■ What to work on ■
Please filter the data below down to the lines holding the string "fork".

(Beginning of Provided material)

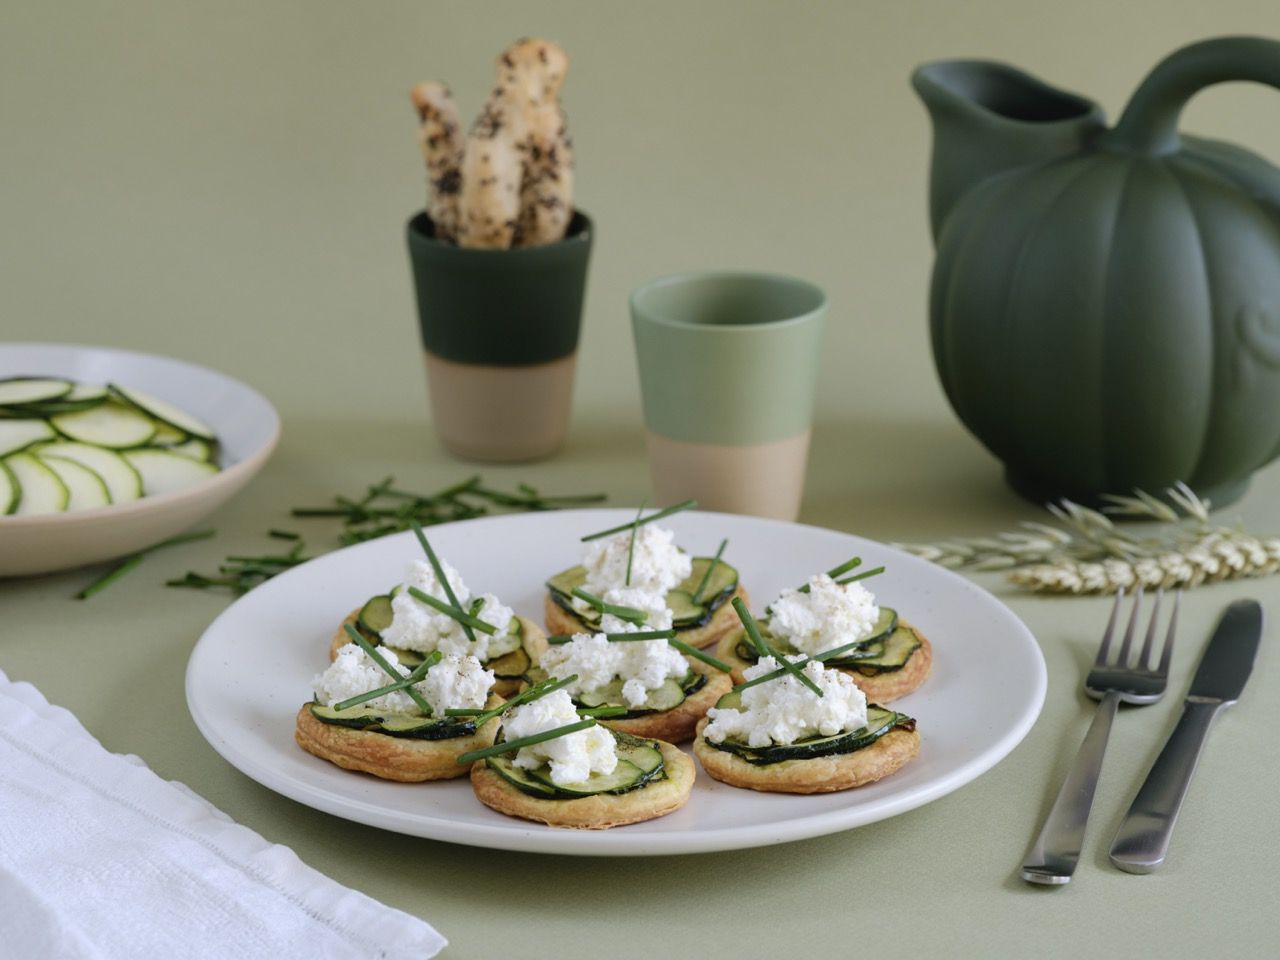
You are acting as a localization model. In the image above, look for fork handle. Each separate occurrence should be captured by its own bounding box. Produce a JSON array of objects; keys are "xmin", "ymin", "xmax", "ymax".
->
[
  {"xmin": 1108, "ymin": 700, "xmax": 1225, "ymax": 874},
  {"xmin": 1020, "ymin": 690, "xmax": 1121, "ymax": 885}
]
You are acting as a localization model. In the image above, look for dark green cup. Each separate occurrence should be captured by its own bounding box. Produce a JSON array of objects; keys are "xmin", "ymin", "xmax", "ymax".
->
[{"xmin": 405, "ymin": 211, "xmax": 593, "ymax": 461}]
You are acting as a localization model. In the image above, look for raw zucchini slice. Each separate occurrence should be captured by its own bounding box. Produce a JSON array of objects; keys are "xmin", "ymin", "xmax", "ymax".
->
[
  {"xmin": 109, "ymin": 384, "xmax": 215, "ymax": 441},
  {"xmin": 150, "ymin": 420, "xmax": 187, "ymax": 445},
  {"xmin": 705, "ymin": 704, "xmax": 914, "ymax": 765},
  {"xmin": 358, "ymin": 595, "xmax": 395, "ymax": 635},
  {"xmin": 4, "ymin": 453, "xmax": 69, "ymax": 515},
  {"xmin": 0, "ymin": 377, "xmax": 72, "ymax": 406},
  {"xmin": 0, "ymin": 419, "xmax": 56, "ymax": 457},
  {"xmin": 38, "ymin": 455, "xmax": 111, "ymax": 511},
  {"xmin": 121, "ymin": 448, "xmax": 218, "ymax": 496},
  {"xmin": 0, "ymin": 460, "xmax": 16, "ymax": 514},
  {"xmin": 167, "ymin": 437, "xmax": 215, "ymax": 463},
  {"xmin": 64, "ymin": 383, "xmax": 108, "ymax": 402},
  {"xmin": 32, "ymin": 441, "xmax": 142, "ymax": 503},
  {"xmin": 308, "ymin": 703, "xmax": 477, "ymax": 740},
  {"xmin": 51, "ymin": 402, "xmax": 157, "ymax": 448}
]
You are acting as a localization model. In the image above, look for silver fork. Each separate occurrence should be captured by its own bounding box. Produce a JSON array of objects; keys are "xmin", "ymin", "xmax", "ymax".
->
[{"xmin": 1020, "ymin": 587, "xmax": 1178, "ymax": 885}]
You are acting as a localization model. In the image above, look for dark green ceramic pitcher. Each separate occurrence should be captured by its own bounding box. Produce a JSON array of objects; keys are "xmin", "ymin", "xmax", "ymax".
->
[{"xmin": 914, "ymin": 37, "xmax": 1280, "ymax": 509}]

(End of Provided material)

■ Solution to this exercise ■
You are acting as a localization model. In the image above, look for fork handle. Each separate occurrence should be captured by its own bounding box. Produce a JSON array of objects; keys are "xmin", "ymin", "xmax", "ymax".
You are acting as a localization model. In the image above, look for silver fork. Each separate occurrence should be captured by its own bounding box. Produce a JSON array of objects; keys are "xmin", "ymin", "xmax", "ymax".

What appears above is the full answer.